▶ **SELECTED PASSAGE**:
╭──

How do we adjust weights? Well, if we want to synthesize, we need the matrix to be invertible. This suggests the matrix should be adjusted only using invertible operations. An invertible matrix can be written in SVD form A = VDW. If we allow V and W to be operated on (pre- and post-) using simple orthogonal matrices e.g. small Gibbs rotations, and we allow D to be operated on using simple diagonal matrices (e.g. all elements 1 except some element ~= 1) then we preserve invertibility automatically. This suggests that the weight adjustment protocol must work like this.

NB: NO weight adjustment protocol I've seen works like this, although I don't understand ANY of them yet anyway.

What are the constraints we have?

- Our teaching signal comes from above
- We might want to learn without a teaching signal, to get information about input data structure
- When we receive a teaching signal we have two basic choices and we can do either or both: (a) modify our own weights (b) send a teaching signal to our child layers

What is the teaching signal? Well, at the highest level, it consists of the programmer/user saying "you should have output this, not that, for this case". Using the AS ABOVE SO BELOW axiom, this method should therefore be used in ALL layers. So the teaching signal is "this was the desired output".

But the layer is invertible so we can compute the desired input given the desired output. Then we can say to the layer below "you should have given me this".

╰──

▶ **REQUIRED TASKS**:
A. Can you reproduce the part of the passage on weight adjustment starting with "How do we adjust" and going on through "work like this.", word for word?
B. Using the passage on weight adjustment, what are the answers to these questions?
(i) In what form can an invertible matrix be written?
(ii) On receiving a teaching signal, what are the two basic choices?
(iii) At the highest level, who gives the teaching signal?

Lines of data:
╭──

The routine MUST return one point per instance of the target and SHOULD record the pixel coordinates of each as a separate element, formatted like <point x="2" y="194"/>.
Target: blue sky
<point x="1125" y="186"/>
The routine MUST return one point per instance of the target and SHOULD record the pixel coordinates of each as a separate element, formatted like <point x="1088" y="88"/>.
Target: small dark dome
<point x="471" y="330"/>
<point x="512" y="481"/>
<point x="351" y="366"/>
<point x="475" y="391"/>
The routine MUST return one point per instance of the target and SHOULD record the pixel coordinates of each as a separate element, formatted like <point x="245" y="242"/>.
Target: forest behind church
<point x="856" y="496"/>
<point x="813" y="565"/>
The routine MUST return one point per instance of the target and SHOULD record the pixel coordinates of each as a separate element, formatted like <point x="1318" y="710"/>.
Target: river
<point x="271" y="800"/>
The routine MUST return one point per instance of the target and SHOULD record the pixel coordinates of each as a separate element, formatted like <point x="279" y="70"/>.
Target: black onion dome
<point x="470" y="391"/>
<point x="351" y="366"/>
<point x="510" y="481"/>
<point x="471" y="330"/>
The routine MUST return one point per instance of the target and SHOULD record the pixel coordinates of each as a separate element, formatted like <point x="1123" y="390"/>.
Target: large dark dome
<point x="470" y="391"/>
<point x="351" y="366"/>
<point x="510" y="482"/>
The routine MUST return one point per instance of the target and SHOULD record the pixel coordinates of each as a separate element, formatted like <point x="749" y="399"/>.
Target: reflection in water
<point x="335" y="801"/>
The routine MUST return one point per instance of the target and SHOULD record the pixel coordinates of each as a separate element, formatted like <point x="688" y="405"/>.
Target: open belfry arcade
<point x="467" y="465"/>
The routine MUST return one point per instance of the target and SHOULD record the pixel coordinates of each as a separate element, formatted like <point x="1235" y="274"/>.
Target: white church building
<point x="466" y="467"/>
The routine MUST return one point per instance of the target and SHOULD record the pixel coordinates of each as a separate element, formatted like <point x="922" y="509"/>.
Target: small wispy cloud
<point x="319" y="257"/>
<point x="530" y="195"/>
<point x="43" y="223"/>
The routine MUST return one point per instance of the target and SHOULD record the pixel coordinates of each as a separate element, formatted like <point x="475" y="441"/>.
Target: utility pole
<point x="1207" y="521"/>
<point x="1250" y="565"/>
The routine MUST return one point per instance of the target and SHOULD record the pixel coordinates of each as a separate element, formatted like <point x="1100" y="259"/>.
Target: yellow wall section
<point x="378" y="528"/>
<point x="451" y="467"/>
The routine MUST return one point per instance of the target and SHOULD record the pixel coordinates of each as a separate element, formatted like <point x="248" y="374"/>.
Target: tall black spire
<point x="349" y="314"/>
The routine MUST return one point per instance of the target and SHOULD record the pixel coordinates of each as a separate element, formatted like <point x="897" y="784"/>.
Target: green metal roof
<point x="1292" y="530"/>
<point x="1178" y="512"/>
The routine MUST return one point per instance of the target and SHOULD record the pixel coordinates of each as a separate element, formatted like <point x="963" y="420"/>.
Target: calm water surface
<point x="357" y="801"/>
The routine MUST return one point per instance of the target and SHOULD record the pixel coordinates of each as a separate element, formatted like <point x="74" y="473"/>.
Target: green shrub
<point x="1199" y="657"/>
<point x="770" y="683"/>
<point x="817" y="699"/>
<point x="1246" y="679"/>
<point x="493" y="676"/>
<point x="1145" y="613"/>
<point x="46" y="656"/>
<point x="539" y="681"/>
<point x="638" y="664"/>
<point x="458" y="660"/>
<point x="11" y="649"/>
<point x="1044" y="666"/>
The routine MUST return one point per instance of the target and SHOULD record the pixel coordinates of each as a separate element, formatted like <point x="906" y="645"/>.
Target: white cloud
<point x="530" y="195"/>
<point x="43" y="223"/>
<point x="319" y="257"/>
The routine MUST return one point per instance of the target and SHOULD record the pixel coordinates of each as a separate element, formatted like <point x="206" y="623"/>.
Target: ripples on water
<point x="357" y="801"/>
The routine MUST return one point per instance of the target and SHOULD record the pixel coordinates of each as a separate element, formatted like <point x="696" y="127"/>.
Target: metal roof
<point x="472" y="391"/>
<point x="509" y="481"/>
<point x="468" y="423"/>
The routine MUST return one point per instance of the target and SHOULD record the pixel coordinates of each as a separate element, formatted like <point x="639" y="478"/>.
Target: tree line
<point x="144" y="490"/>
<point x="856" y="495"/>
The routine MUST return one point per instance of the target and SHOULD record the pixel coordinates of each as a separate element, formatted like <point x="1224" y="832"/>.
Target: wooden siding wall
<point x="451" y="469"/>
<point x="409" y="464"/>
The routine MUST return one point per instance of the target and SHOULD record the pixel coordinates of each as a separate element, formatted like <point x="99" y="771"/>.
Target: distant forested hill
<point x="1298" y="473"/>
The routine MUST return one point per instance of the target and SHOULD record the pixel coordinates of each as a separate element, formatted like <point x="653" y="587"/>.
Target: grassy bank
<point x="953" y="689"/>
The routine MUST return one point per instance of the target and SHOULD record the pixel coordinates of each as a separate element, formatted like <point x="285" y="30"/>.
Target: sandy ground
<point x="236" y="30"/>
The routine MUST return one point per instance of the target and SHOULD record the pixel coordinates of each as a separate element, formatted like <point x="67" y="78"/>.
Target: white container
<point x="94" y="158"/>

╰──
╭──

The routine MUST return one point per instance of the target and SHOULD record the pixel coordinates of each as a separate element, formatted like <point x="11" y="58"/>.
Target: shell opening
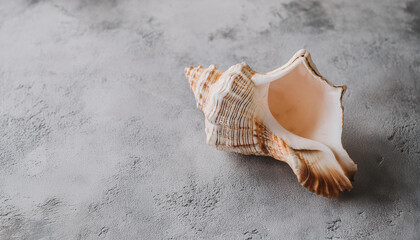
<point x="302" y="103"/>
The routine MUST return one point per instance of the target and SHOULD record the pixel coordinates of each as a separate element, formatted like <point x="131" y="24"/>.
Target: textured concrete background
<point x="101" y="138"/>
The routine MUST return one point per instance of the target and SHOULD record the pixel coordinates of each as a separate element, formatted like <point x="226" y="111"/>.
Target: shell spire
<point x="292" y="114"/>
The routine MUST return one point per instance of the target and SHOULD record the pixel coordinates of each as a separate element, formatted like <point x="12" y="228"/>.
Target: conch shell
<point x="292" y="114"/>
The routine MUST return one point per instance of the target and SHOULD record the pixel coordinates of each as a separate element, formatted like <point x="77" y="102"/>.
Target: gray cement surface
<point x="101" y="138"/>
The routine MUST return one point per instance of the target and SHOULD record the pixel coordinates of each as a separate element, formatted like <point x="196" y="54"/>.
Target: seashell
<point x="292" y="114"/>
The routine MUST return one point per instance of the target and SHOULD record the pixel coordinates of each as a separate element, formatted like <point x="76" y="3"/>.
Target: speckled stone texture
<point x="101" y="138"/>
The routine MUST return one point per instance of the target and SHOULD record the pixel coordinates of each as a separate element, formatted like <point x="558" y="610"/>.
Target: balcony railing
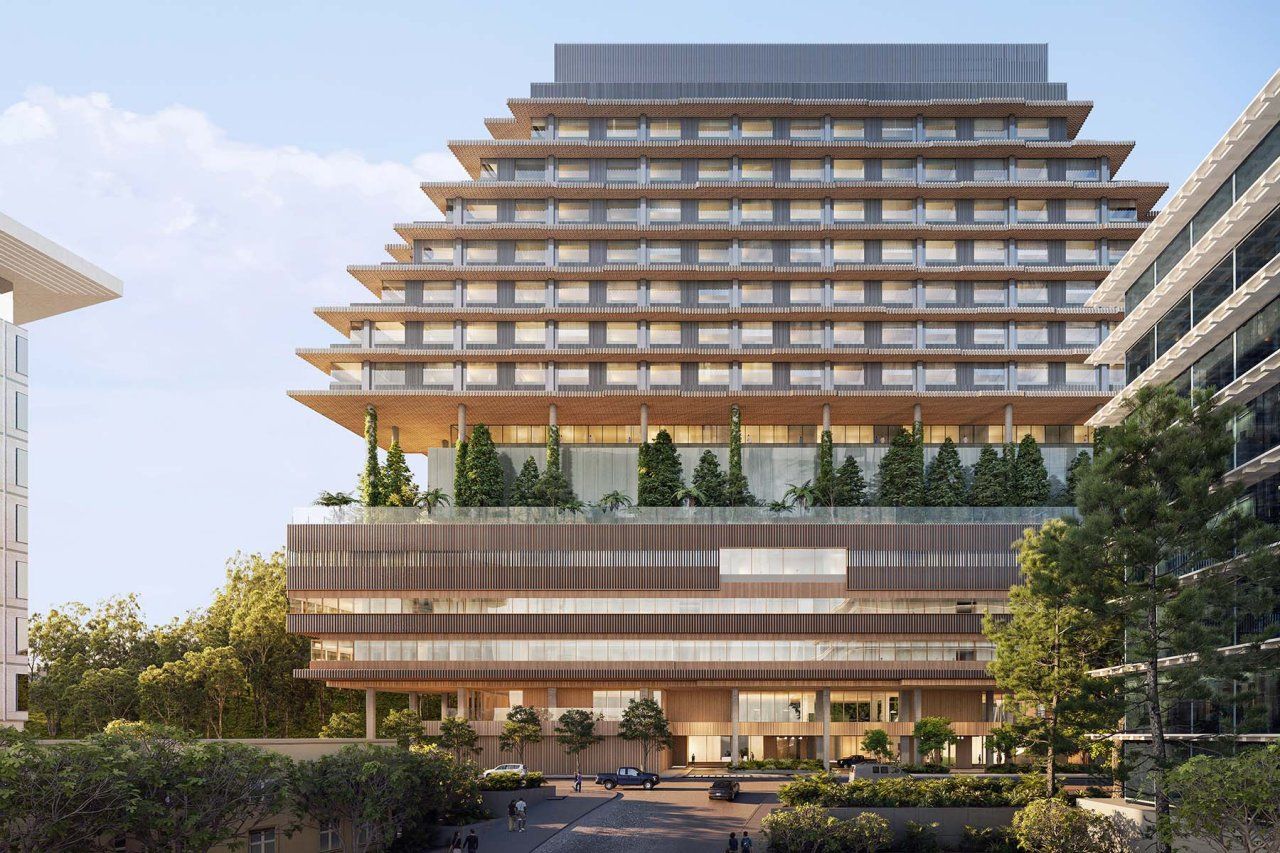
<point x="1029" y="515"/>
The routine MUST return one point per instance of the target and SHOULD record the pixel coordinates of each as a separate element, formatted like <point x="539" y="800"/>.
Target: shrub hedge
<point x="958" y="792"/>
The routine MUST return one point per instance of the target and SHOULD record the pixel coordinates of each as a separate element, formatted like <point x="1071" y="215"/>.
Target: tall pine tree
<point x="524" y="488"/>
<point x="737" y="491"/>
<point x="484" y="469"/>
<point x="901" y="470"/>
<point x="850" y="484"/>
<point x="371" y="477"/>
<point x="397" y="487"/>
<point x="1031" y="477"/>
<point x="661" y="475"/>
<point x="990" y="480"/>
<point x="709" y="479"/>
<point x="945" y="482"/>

╰──

▶ **SOLUTIONS FOR EACH TASK**:
A.
How do we adjust weights? Well, if we want to synthesize, we need the matrix to be invertible. This suggests the matrix should be adjusted only using invertible operations. An invertible matrix can be written in SVD form A = VDW. If we allow V and W to be operated on (pre- and post-) using simple orthogonal matrices e.g. small Gibbs rotations, and we allow D to be operated on using simple diagonal matrices (e.g. all elements 1 except some element ~= 1) then we preserve invertibility automatically. This suggests that the weight adjustment protocol must work like this.

B.
(i) In SVD form, A = VDW.
(ii) Modify our own weights, or send a teaching signal to our child layers (or do both).
(iii) The programmer/user.